** Opening Excerpted data block **

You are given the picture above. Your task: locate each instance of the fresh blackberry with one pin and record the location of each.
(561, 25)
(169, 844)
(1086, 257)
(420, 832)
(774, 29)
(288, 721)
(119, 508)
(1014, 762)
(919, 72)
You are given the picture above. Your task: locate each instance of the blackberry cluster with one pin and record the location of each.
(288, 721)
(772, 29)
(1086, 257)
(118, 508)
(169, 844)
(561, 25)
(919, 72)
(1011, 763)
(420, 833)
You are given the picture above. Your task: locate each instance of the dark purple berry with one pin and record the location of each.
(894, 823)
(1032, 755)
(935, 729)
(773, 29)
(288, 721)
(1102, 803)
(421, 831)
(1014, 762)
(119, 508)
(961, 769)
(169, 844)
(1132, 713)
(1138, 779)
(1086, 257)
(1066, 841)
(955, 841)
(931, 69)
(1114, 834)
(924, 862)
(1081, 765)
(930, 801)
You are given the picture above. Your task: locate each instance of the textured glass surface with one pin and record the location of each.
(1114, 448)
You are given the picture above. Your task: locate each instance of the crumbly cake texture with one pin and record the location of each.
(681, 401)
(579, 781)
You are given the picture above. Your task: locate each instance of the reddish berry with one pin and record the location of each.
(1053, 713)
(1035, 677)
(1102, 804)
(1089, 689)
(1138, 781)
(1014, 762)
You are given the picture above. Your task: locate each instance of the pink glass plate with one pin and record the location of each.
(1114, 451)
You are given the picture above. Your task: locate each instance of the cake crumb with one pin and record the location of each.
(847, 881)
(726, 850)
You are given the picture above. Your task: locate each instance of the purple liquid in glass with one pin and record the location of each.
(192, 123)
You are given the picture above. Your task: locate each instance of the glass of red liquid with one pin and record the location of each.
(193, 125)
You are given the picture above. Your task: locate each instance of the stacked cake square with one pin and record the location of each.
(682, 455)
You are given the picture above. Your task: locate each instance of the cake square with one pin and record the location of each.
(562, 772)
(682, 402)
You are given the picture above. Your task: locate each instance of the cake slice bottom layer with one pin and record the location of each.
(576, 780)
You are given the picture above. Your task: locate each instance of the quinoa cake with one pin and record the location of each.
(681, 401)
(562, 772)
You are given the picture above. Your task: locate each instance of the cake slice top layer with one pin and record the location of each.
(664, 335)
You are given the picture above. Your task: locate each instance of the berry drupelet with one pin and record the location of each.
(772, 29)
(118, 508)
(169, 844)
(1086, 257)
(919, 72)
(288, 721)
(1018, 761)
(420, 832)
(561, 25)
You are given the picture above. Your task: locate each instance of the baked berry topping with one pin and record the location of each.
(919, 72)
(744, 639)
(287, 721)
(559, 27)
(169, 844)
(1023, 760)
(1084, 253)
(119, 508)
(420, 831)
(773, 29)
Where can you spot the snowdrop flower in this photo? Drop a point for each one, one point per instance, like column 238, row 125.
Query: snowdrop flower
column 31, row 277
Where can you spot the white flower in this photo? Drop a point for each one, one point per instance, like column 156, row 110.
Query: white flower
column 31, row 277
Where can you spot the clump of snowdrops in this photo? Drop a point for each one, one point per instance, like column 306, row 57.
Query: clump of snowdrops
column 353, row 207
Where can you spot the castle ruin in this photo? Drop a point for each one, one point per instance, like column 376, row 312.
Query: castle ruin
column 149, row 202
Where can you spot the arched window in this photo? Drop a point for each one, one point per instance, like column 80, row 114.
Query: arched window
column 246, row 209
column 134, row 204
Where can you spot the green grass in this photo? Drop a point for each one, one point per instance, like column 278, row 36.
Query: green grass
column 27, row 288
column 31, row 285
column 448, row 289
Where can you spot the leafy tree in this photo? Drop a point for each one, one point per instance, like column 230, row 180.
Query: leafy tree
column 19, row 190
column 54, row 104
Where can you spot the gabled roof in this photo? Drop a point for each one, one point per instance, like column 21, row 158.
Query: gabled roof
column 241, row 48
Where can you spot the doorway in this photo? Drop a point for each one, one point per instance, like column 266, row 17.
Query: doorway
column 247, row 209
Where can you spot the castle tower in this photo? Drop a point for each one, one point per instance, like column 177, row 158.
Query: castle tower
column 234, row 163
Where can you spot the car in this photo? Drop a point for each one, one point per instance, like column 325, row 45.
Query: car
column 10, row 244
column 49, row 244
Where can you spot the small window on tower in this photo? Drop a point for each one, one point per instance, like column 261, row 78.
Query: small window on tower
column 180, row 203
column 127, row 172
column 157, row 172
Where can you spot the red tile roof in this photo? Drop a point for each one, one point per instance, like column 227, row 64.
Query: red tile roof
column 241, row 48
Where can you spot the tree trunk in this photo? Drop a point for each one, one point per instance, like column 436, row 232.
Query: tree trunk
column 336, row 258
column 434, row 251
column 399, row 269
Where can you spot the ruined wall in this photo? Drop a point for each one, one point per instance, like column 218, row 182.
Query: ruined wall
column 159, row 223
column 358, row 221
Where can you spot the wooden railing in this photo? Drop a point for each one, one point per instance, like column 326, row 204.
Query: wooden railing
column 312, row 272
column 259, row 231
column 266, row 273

** Closing Excerpted data block **

Reproduce all of the material above without alteration.

_Reply:_
You are given the picture above. Your task: locate each instance of the fresh blackberry with one pin and record the location of each.
(561, 25)
(169, 844)
(1086, 257)
(420, 832)
(774, 29)
(288, 721)
(119, 508)
(1014, 762)
(919, 72)
You are given the picture above. Your task: locate each instance of the blackberry cluster with one pin and record the location of each.
(288, 721)
(772, 29)
(1086, 257)
(118, 508)
(169, 844)
(561, 25)
(919, 72)
(1011, 763)
(420, 833)
You are given the picture above. Your task: locate each instance of the dark purple berry with one pin and record the location of each.
(894, 823)
(1032, 755)
(935, 729)
(773, 29)
(288, 721)
(1102, 803)
(421, 831)
(1014, 762)
(119, 508)
(961, 769)
(169, 844)
(1132, 713)
(1138, 779)
(1086, 257)
(1066, 841)
(955, 841)
(931, 69)
(1114, 834)
(924, 862)
(1081, 765)
(930, 801)
You are given the picture above. Your task: locate each instance of the textured glass surface with one pin and record the location of each.
(1114, 448)
You are given the picture above. Your task: locate each instance of the crumbly cake texture with one pin and record the location of each.
(681, 401)
(579, 781)
You are given the picture above. Your task: locate each instance of the reddish berry with one pin and record the location of each.
(1053, 713)
(1035, 677)
(1102, 804)
(1089, 689)
(1138, 781)
(1014, 762)
You are given the picture above. Your task: locate each instance of the pink glass plate with one pin and record the location of each.
(1114, 451)
You are given the picture above. Your task: locate each instance of the cake crumb with one pin and record the location of each.
(847, 881)
(726, 850)
You are given the picture above. Your task: locate each instance of the purple liquid in glass with one pin and record the location of each.
(192, 123)
You are given the picture above. Your task: locate each instance of the glass of red liquid with one pin and record the location of each.
(193, 125)
You are given the picture above. Your task: locate each instance of the stacked cake square with one pin and record the location of each.
(682, 455)
You are given the picture above. Your task: locate each instance of the cake square with one pin and record the location of each.
(562, 772)
(682, 402)
You are given the picture above. Your task: locate each instance of the cake slice bottom layer with one pin and record the location of each.
(576, 780)
You are given the picture above. Your task: locate each instance of the quinoa cake with one pin and record the location of each.
(681, 401)
(562, 772)
You are given the picture above. Your task: locate each instance of the cake slice top layer with one pin and record the location of each.
(664, 335)
You are given the picture above. Your task: locate each instance of the berry drupelet with one pin and record the location of each.
(772, 29)
(118, 508)
(169, 844)
(1086, 257)
(919, 72)
(288, 721)
(1018, 761)
(420, 832)
(561, 25)
You are given the picture above. Your task: locate each instance of the baked berry topping with one pin and record the location of each.
(919, 72)
(744, 639)
(287, 721)
(559, 27)
(169, 844)
(1023, 760)
(1084, 253)
(119, 508)
(420, 831)
(773, 29)
Where can you spot the snowdrop flower in this photo? Drop a point for each one, one point per instance, like column 238, row 125.
Query: snowdrop flower
column 31, row 277
Where can you spot the white flower in this photo? Drop a point for each one, one point per instance, like column 156, row 110.
Query: white flower
column 31, row 277
Where can you spot the clump of snowdrops in this photo? Drop a point for each one, one point per instance, like column 306, row 57.
Query: clump of snowdrops
column 353, row 207
Where can you spot the castle ruin in this photo? Drop a point for each one, one point per instance, like column 376, row 312.
Query: castle ruin
column 149, row 202
Where can you spot the arched window in this photo? Drop a point for each one, one point per instance, like column 80, row 114.
Query: arched window
column 246, row 209
column 134, row 204
Where can you spot the green grass in this photo? Drop a point for each one, one point per instance, like column 278, row 36.
Query: green grass
column 27, row 288
column 31, row 285
column 448, row 289
Where can you spot the leafy tree in this photo? Drop a point for each one, one point per instance, like column 230, row 180.
Query: leafy tree
column 19, row 190
column 54, row 104
Where can you spot the gabled roof in this photo? Drop a point for each one, one point per instance, like column 21, row 158.
Query: gabled roof
column 241, row 48
Where can you spot the doorway in this photo? Drop a point for each one, one point per instance, like column 266, row 17.
Query: doorway
column 247, row 209
Where can you spot the castle tower in this photo? Drop a point for each one, one point per instance, like column 177, row 158.
Query: castle tower
column 234, row 163
Where can you spot the car in this photo? Drop a point for each one, one point per instance, like column 325, row 45.
Query: car
column 10, row 244
column 49, row 244
Where can you spot the small window on tower in this photo? Drop a point for each one, one point per instance, like column 261, row 78.
Query: small window on tower
column 180, row 203
column 127, row 172
column 157, row 172
Where can you spot the red tile roof in this photo? Drop a point for each one, one point per instance, like column 227, row 64.
Query: red tile roof
column 241, row 48
Where can you spot the tree trunk in this photo? Drop a point for each one, one point per instance, like column 436, row 232.
Query: tree trunk
column 336, row 258
column 434, row 251
column 399, row 269
Where can you spot the ruined wall in this photo? Drop a point for each one, one point per instance, like column 218, row 182.
Query: ruined wall
column 159, row 223
column 358, row 221
Where can you spot the wooden railing in this photo? Drop a point for each one, one point per instance, like column 326, row 204.
Query: wooden railing
column 312, row 272
column 259, row 231
column 266, row 273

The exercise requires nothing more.